§ **Point-per-instance localization data**
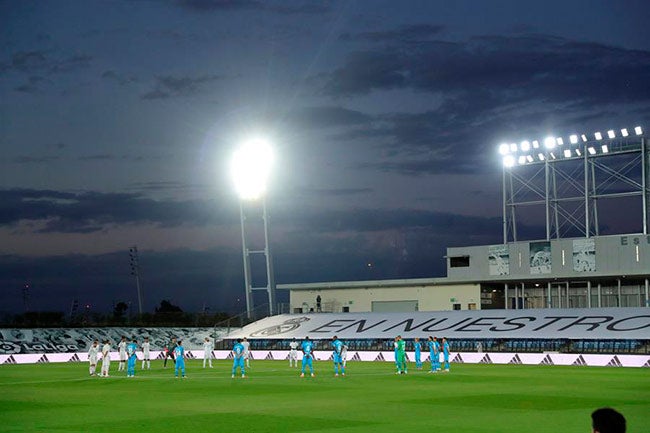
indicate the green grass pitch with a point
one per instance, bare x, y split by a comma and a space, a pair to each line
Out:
371, 398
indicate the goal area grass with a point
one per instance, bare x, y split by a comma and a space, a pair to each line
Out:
273, 398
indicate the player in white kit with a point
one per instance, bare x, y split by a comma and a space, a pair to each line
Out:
121, 347
145, 353
208, 347
106, 358
293, 353
92, 357
247, 352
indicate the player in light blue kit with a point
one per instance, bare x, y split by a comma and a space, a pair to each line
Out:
132, 357
418, 353
445, 352
238, 358
337, 357
434, 353
179, 357
307, 356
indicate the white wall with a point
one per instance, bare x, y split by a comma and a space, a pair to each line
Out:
359, 300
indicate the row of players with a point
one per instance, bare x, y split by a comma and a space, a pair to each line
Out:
241, 355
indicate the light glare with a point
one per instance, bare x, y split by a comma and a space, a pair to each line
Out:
549, 142
250, 168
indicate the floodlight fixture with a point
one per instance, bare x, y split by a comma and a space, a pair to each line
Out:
251, 168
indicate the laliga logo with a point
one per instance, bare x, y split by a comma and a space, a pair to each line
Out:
282, 328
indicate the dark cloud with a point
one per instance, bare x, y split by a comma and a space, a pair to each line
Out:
170, 87
31, 86
118, 78
48, 62
282, 7
35, 159
416, 32
93, 211
509, 68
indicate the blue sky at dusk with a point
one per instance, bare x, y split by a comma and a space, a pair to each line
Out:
118, 119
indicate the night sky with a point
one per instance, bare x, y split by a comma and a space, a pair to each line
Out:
118, 119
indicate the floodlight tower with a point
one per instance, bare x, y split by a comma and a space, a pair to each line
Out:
251, 167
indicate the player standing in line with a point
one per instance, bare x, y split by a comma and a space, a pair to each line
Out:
293, 353
208, 347
307, 348
169, 351
131, 350
106, 358
247, 352
179, 359
92, 357
145, 353
418, 353
445, 352
121, 347
337, 345
238, 358
401, 356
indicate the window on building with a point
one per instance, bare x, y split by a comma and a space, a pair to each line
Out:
459, 262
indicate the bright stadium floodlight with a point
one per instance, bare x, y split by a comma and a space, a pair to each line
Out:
251, 167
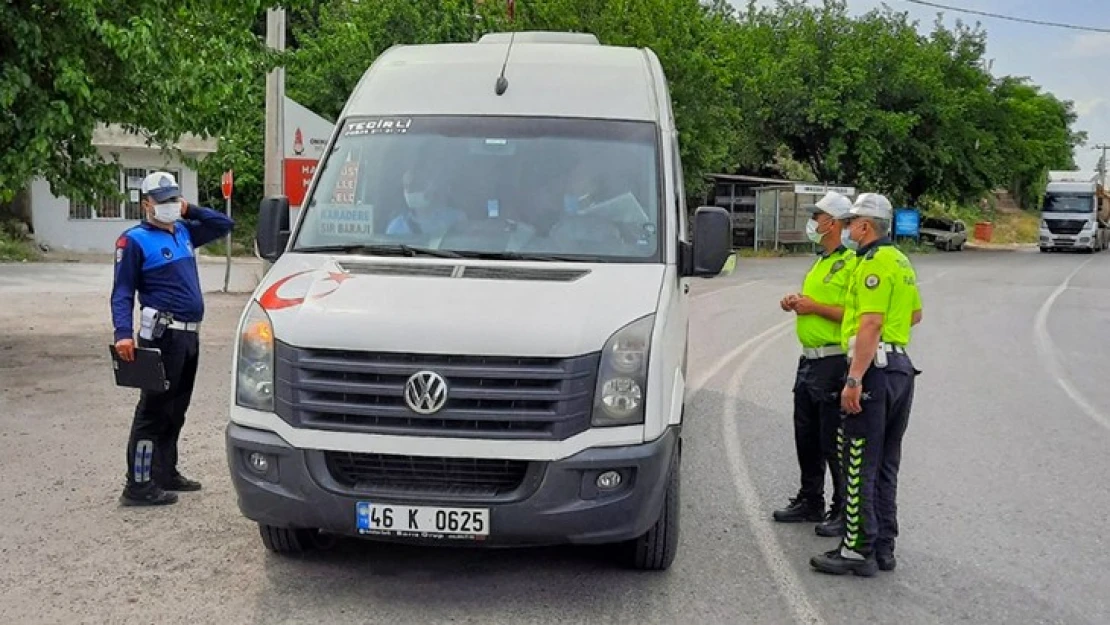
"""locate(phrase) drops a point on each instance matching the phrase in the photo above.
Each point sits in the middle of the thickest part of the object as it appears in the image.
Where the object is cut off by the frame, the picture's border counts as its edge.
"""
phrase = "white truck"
(1075, 213)
(475, 330)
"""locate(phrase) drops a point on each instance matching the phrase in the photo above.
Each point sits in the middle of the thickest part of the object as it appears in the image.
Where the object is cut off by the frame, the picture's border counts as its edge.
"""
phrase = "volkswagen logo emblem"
(426, 392)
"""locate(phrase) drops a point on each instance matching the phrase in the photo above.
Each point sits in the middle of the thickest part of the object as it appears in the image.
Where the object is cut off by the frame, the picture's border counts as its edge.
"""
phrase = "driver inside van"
(427, 211)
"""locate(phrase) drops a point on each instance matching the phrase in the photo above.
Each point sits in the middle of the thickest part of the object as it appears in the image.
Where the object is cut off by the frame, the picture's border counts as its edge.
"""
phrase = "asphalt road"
(1003, 497)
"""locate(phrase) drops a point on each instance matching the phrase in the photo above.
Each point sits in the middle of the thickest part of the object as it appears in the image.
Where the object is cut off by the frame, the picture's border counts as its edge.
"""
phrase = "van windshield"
(483, 187)
(1068, 203)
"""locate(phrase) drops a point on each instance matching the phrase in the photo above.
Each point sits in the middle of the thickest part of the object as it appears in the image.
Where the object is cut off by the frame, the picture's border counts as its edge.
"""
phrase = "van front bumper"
(556, 502)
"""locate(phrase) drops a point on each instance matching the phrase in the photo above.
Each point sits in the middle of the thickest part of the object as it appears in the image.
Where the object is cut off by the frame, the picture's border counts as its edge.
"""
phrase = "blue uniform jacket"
(161, 268)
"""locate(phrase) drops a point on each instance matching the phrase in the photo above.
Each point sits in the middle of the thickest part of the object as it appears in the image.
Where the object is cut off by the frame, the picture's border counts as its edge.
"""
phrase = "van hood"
(454, 306)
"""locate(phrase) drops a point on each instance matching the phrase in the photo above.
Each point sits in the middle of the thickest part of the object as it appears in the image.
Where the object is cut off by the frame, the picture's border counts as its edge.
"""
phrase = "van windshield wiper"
(518, 256)
(393, 250)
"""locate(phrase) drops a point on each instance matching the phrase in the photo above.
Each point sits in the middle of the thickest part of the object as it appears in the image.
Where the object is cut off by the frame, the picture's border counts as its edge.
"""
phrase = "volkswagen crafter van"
(474, 332)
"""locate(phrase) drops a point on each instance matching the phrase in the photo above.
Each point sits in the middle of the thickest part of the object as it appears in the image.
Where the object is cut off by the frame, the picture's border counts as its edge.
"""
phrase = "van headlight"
(254, 370)
(622, 375)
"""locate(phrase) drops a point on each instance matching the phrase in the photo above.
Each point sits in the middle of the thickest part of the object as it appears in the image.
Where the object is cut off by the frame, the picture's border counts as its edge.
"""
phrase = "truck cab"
(475, 330)
(1075, 213)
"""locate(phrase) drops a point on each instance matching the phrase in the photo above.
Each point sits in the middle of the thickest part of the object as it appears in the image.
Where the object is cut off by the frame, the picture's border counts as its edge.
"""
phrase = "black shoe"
(181, 483)
(801, 510)
(886, 558)
(833, 527)
(835, 563)
(147, 496)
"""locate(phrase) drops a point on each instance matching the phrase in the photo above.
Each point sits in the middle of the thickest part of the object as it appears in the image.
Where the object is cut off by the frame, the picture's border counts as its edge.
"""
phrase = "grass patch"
(14, 247)
(1015, 229)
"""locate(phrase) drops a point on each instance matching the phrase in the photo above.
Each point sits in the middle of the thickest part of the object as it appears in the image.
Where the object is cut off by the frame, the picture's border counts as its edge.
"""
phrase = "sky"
(1072, 64)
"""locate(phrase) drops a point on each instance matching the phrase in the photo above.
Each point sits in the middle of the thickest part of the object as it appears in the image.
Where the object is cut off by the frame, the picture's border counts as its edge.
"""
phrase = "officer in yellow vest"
(821, 370)
(883, 305)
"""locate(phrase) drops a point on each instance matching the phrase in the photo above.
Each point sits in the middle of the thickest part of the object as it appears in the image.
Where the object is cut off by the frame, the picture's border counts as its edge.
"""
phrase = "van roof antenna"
(502, 81)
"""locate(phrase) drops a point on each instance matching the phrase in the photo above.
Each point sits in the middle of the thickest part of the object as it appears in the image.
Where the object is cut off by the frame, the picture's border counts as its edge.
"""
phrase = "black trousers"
(816, 420)
(873, 454)
(152, 449)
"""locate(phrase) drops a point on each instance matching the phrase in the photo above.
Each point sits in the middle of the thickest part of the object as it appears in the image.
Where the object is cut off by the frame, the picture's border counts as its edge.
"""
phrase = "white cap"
(161, 187)
(835, 204)
(871, 204)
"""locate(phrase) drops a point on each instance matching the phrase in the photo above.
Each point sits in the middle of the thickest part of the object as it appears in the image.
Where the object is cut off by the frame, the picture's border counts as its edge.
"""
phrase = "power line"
(1011, 18)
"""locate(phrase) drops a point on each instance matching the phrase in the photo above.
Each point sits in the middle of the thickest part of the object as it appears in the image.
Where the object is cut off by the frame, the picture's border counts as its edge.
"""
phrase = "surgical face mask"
(168, 213)
(416, 199)
(811, 232)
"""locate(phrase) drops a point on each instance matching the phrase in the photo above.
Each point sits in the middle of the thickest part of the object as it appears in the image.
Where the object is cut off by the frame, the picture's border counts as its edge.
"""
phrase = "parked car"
(945, 233)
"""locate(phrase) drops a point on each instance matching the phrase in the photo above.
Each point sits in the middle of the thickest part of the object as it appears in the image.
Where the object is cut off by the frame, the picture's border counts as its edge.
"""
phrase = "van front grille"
(494, 397)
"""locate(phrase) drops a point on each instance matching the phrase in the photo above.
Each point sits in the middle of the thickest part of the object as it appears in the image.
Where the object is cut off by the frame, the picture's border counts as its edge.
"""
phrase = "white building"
(61, 223)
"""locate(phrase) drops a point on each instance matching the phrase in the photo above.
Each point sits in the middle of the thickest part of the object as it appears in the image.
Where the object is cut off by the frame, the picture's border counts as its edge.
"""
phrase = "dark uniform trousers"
(816, 419)
(152, 449)
(870, 444)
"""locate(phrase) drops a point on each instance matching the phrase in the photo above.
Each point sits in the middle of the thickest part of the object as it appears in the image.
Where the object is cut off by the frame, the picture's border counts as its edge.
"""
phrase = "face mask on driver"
(168, 213)
(416, 199)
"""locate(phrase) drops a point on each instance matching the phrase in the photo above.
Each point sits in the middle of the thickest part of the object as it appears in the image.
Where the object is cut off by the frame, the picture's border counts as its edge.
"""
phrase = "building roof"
(115, 135)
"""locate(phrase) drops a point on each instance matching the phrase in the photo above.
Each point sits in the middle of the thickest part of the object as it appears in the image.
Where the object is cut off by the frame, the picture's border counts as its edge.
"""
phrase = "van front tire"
(656, 550)
(285, 541)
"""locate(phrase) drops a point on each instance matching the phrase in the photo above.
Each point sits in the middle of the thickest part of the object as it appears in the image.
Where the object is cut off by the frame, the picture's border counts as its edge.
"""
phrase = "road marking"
(700, 381)
(1047, 350)
(784, 574)
(722, 290)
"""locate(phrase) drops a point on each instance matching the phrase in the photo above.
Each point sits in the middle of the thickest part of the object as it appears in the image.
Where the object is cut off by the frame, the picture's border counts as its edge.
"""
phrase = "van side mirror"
(273, 230)
(713, 242)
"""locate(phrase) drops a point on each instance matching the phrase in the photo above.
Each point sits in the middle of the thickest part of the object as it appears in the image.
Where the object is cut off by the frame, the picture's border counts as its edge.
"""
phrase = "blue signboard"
(907, 222)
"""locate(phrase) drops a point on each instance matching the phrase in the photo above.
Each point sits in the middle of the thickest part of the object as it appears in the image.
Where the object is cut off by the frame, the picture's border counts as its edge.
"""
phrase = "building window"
(129, 182)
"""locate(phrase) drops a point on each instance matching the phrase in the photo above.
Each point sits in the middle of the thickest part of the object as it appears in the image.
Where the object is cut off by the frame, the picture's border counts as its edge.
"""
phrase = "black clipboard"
(145, 372)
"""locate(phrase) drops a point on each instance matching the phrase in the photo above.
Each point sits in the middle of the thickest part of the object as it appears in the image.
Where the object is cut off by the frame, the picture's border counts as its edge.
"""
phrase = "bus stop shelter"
(781, 212)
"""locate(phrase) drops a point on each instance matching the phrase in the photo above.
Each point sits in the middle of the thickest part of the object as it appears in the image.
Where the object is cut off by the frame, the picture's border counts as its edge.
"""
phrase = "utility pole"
(1102, 162)
(275, 108)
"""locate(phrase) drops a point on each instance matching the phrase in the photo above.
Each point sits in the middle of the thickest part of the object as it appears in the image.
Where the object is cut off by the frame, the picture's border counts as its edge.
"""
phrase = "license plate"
(421, 522)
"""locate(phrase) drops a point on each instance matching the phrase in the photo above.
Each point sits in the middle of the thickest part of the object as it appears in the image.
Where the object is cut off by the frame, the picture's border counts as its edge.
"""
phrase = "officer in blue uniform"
(157, 260)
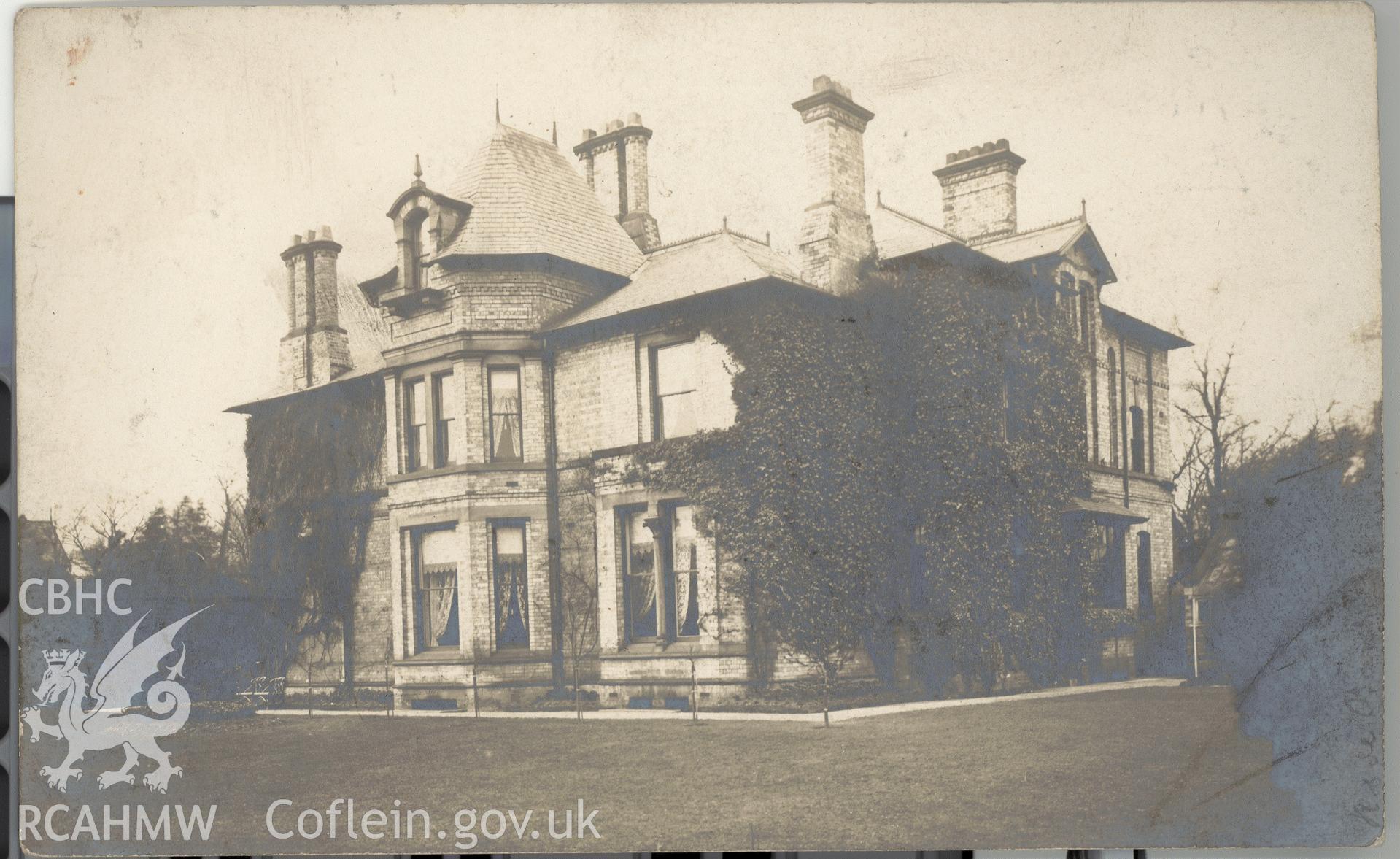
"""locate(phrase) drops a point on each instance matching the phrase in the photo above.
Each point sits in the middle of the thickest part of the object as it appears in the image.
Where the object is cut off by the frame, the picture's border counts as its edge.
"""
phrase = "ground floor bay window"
(434, 589)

§ **INSTRUCTIONS FOR THE TASK**
Repeat the lines above, starting at the first and stopping after the line that holds "indicate the light glare with a point", with the pictures left out.

§ **SOLUTION TO THE EXERCISE**
indicate the green grass pitch with a point
one per instance, bare x, y split by a comma and a space, a pair to each line
Out:
371, 398
indicate the goal area grass with a point
one per instance, bare x, y split by a comma and a space, a pair to each line
Out:
273, 398
indicate the player in white kit with a point
one per instance, bare x, y split by a comma and a space, a pair to each line
Out:
121, 347
145, 353
208, 347
106, 358
293, 353
92, 357
247, 352
indicate the player in light blue kit with a point
one per instance, bare x, y split by a comma and a space, a pair to each line
Out:
132, 357
418, 353
445, 352
238, 358
337, 357
434, 353
179, 357
307, 356
indicate the white wall with a point
one per instance, bare x, y split by a comma and a space, a pair to each line
Out:
359, 300
indicate the row of players with a point
one per instance, bare x, y split by a comma and a space, a pair to each line
Out:
241, 355
indicate the light glare with a point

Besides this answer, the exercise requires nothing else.